▶ _What the task requires_
Print the records below word for word, from the line containing "Target: brown hair" through the end of the records.

* begin *

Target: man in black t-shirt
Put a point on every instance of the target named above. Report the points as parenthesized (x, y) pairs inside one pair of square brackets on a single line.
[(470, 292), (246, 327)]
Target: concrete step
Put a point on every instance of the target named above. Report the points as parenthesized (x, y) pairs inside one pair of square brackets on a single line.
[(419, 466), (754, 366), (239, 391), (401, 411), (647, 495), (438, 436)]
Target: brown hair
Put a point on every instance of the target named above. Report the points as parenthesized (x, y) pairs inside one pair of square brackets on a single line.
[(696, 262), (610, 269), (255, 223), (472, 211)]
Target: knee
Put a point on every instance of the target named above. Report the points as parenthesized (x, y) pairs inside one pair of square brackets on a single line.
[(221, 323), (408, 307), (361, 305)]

* end *

▶ _Solution to this exercise_
Target: brown hair
Put a point on every instance of the target named above. Report the points as parenthesized (x, y) pairs inside one pair of square brackets on a single line.
[(696, 262), (610, 269), (255, 223), (472, 211)]
Target: knee
Put a point on every instance of the target named above. Report the points as parenthesized (x, y) pairs inside one pair of square brackets on a single line.
[(221, 323), (408, 307), (361, 305)]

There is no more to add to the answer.